(Labeled-object pointing entries)
↓↓↓

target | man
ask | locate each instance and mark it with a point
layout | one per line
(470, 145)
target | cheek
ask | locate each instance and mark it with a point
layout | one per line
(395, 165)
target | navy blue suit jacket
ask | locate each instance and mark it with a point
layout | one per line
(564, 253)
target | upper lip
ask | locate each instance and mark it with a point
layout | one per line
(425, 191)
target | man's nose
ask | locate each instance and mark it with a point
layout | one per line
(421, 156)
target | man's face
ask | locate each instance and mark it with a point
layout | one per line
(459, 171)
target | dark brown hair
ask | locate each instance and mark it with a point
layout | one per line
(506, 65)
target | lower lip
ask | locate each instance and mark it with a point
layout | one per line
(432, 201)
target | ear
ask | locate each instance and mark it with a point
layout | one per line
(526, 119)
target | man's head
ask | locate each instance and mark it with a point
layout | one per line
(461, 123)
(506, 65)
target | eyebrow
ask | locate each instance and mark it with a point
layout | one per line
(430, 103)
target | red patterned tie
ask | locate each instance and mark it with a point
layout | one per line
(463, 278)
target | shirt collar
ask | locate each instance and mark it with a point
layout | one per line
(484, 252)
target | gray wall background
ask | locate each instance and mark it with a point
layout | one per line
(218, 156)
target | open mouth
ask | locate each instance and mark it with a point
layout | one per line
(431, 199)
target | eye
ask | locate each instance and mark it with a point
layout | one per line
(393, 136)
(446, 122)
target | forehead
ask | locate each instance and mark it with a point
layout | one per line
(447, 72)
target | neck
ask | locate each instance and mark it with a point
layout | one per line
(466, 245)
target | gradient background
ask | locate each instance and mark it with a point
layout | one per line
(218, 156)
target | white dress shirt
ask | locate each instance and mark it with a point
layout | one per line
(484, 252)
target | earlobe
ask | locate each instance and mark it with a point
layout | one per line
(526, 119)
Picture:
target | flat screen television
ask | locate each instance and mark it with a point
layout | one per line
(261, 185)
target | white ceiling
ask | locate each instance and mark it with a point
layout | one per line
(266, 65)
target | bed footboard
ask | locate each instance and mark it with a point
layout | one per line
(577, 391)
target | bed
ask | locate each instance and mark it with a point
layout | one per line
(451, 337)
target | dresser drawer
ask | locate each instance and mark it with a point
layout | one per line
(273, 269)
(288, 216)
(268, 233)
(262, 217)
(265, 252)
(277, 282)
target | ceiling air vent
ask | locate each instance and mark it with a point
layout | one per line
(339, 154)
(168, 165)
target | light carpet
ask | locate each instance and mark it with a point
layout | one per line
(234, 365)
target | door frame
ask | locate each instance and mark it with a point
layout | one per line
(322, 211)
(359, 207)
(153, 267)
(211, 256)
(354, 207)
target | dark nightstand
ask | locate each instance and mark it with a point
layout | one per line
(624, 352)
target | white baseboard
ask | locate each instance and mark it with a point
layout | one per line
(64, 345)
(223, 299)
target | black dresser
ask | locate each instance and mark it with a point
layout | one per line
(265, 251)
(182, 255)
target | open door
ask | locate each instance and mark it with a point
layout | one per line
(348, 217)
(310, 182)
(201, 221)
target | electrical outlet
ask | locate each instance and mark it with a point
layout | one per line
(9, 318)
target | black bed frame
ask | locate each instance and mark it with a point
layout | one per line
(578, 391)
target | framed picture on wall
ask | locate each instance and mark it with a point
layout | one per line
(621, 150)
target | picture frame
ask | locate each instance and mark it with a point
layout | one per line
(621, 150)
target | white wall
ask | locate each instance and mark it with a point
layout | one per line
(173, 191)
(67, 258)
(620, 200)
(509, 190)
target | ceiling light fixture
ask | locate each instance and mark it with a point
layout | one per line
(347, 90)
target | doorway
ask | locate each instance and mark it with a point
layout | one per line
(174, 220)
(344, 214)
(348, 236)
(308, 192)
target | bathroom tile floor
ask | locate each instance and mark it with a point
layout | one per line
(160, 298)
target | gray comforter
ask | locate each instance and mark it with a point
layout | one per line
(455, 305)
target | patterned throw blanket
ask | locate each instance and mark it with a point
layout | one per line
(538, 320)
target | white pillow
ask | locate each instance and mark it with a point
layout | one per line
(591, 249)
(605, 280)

↑↑↑

--- Short exercise ---
Can you copy out, word for word, every line from the one containing "target | patterned throw blanket" down to the end of the entries?

--- Response below ---
target | patterned throw blanket
ask | locate each instance and mark it with a point
layout | one per line
(538, 320)
target | white pillow
ask | locate each instance and mark it with a point
layout | one per line
(591, 249)
(605, 280)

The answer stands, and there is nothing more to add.